● Task to carry out:
Count the lines of the material below that contain the word "industrial", and reply with that number alone.

● The input:

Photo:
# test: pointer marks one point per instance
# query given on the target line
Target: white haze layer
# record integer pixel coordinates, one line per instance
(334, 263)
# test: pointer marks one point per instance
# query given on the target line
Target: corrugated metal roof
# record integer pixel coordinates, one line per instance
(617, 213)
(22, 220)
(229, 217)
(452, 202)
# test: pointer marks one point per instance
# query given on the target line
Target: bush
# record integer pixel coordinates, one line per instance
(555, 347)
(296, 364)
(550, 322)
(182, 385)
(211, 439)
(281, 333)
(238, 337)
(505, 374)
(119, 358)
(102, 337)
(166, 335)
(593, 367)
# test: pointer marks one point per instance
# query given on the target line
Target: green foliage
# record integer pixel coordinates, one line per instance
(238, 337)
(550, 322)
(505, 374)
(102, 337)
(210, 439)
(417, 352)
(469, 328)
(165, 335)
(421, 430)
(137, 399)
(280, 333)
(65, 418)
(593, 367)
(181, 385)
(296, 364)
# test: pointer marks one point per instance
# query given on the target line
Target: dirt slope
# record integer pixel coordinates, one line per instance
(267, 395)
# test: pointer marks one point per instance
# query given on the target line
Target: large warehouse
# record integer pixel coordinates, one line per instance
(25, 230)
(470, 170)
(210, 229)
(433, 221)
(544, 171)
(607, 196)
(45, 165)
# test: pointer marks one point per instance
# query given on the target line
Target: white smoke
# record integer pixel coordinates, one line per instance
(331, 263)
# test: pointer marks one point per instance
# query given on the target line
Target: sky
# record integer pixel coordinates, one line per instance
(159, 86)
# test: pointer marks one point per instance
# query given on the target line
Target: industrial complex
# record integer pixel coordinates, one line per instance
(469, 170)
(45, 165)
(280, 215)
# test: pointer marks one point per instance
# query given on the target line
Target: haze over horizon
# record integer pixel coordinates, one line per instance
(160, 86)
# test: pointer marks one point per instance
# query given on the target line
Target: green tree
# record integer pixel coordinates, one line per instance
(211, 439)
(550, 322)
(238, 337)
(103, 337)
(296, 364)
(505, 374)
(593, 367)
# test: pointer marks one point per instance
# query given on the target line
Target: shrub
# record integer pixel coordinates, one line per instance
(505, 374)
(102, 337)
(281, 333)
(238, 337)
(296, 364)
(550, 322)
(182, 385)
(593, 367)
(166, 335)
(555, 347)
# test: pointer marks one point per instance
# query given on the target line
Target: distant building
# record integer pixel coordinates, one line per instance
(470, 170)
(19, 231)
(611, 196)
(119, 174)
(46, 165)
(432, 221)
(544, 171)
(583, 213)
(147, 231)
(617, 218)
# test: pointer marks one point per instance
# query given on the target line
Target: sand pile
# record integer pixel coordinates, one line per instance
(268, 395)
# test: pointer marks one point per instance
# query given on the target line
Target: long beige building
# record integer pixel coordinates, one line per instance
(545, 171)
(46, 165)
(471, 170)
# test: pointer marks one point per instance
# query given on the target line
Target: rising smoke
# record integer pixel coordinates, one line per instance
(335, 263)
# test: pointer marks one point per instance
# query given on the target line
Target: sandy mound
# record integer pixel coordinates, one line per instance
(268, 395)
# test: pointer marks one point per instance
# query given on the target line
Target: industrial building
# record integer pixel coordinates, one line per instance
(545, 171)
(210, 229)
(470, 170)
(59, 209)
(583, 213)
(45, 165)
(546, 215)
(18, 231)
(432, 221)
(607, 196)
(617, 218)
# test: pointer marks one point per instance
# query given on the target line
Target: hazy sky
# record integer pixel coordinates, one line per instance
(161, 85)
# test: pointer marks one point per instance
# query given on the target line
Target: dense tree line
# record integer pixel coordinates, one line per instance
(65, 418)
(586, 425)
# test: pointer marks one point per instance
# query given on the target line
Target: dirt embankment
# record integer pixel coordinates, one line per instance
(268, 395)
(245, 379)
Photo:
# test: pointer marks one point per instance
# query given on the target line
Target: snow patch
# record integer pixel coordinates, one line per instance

● Task result:
2